Object location annotation data:
....
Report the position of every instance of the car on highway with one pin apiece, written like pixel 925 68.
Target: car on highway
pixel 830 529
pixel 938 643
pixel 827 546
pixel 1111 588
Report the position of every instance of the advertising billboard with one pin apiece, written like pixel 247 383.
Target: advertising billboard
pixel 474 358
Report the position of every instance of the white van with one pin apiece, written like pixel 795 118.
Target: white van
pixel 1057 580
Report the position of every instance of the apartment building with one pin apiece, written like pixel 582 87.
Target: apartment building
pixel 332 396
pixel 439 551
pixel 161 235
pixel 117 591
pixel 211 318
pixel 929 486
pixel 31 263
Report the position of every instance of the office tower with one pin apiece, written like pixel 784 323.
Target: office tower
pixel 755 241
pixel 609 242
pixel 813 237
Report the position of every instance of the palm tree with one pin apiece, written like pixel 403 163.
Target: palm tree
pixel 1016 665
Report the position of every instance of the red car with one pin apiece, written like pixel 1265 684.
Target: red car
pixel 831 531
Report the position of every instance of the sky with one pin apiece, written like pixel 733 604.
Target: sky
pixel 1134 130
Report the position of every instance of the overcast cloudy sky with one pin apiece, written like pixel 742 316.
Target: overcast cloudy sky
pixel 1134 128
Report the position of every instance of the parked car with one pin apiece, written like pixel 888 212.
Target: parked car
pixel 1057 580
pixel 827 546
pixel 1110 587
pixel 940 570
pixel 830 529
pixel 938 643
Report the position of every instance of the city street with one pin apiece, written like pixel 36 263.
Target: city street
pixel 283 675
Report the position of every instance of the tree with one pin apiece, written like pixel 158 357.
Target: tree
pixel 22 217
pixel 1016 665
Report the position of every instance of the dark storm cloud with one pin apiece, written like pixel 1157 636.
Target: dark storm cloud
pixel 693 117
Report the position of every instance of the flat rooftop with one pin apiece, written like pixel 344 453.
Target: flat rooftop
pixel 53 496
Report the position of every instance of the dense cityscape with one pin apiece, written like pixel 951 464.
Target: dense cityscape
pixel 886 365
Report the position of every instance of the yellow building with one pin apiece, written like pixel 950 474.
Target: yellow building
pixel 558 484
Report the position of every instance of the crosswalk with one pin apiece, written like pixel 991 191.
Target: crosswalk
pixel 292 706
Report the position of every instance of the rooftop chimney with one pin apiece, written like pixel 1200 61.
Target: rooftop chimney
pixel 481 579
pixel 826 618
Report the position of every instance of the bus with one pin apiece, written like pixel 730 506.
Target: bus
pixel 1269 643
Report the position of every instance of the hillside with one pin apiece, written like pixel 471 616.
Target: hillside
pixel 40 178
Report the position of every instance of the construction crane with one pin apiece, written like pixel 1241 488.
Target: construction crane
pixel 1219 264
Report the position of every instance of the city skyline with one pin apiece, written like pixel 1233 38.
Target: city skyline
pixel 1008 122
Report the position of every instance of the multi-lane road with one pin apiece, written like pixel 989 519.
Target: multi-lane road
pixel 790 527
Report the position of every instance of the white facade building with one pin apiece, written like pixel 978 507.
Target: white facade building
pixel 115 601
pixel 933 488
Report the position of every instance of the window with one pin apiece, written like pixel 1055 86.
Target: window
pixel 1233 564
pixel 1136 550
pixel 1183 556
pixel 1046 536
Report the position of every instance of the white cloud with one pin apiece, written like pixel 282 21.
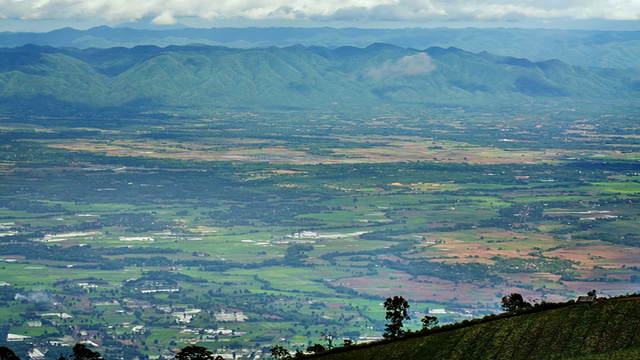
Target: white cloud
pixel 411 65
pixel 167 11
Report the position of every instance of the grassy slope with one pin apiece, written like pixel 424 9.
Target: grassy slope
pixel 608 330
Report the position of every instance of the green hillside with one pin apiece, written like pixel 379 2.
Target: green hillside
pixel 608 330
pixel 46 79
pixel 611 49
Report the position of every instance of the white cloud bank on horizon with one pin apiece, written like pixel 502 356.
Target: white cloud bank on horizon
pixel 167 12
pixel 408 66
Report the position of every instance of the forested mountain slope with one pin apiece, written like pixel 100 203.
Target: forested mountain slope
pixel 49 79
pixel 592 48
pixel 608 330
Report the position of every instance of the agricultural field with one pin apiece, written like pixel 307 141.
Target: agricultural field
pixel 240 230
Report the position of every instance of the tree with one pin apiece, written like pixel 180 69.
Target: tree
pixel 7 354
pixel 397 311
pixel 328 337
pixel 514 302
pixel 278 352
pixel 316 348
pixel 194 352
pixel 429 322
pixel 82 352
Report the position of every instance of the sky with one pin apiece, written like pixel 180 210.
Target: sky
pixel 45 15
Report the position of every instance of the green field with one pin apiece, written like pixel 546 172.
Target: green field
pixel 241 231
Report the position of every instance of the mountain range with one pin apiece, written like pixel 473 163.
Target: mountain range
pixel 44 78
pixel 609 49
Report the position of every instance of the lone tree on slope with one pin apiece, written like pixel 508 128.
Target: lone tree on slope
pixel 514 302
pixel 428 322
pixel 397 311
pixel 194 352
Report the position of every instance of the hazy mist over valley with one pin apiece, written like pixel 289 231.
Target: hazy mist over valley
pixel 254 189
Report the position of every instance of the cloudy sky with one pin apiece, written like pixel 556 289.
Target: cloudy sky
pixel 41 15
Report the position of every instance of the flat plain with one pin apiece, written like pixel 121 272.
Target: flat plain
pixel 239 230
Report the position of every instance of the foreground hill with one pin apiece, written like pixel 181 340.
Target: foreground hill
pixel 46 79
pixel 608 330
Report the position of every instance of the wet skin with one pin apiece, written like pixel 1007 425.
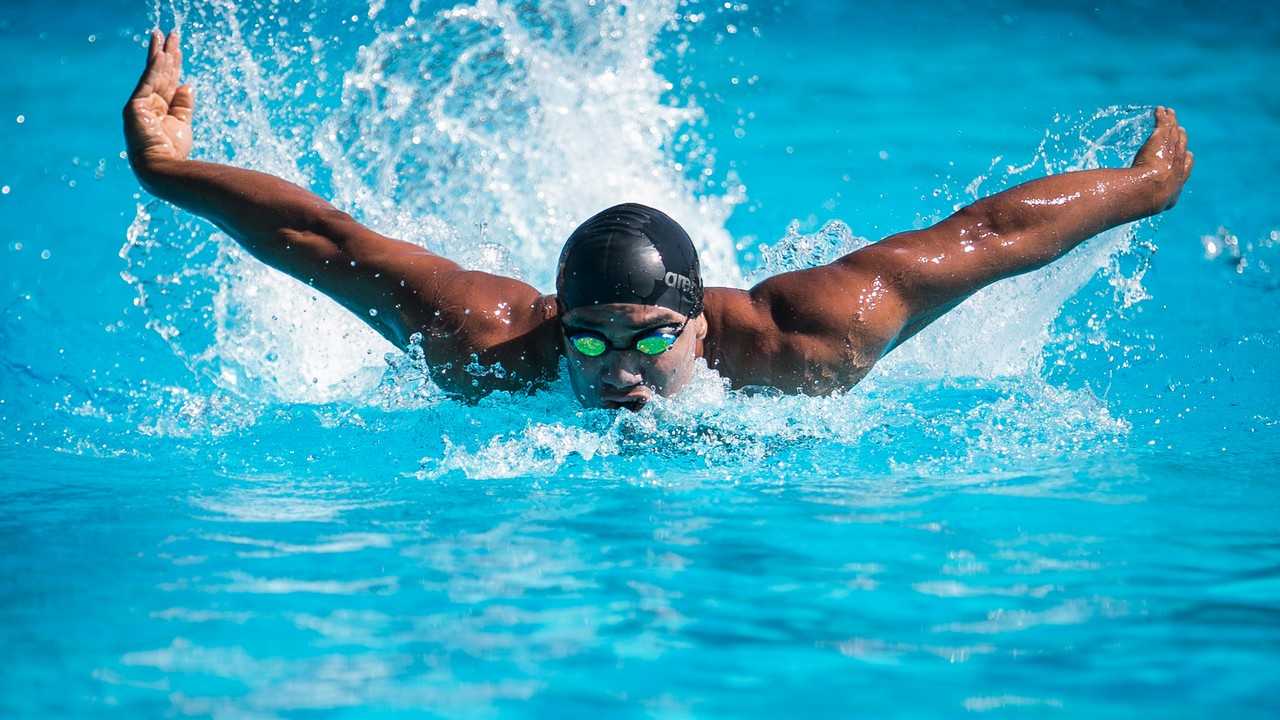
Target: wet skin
....
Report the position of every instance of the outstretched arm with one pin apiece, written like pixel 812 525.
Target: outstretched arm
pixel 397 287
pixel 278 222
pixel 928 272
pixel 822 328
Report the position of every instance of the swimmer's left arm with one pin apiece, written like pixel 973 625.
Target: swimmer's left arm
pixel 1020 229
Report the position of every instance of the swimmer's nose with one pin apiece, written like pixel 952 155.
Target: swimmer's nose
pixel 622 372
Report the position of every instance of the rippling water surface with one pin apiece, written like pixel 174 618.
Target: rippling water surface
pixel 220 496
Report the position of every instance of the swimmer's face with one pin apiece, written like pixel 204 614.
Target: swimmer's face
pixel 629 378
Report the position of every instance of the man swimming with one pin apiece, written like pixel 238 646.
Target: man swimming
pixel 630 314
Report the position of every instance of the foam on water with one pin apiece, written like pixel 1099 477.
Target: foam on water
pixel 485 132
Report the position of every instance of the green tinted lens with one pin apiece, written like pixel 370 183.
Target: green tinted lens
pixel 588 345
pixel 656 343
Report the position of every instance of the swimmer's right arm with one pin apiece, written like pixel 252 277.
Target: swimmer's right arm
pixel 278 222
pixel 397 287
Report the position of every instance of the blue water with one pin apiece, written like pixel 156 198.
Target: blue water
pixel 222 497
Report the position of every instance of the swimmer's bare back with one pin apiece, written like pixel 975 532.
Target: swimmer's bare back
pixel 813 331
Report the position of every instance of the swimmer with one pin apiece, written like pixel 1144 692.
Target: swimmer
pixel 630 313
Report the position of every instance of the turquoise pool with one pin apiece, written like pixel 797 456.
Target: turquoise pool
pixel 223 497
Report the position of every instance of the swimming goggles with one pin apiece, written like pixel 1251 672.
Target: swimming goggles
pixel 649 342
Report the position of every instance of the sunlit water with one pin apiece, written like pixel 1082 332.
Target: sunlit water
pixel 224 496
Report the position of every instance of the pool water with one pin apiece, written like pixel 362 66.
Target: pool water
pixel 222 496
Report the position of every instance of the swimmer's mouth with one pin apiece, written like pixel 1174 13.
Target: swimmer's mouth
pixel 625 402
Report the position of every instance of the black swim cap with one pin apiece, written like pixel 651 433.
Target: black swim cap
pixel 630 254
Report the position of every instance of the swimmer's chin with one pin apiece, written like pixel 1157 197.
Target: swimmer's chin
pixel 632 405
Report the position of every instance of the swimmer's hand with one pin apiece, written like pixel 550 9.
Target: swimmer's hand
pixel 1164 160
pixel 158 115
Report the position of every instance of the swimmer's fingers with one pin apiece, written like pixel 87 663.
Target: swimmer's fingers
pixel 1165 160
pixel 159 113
....
▸ Task to carry out: List every row above that contains the word "nose", copying each one in full without changes.

▸ Result for this task:
Report the position of every instance of the swimmer's nose with one pin apiece, written like pixel 952 155.
Target: swimmer's nose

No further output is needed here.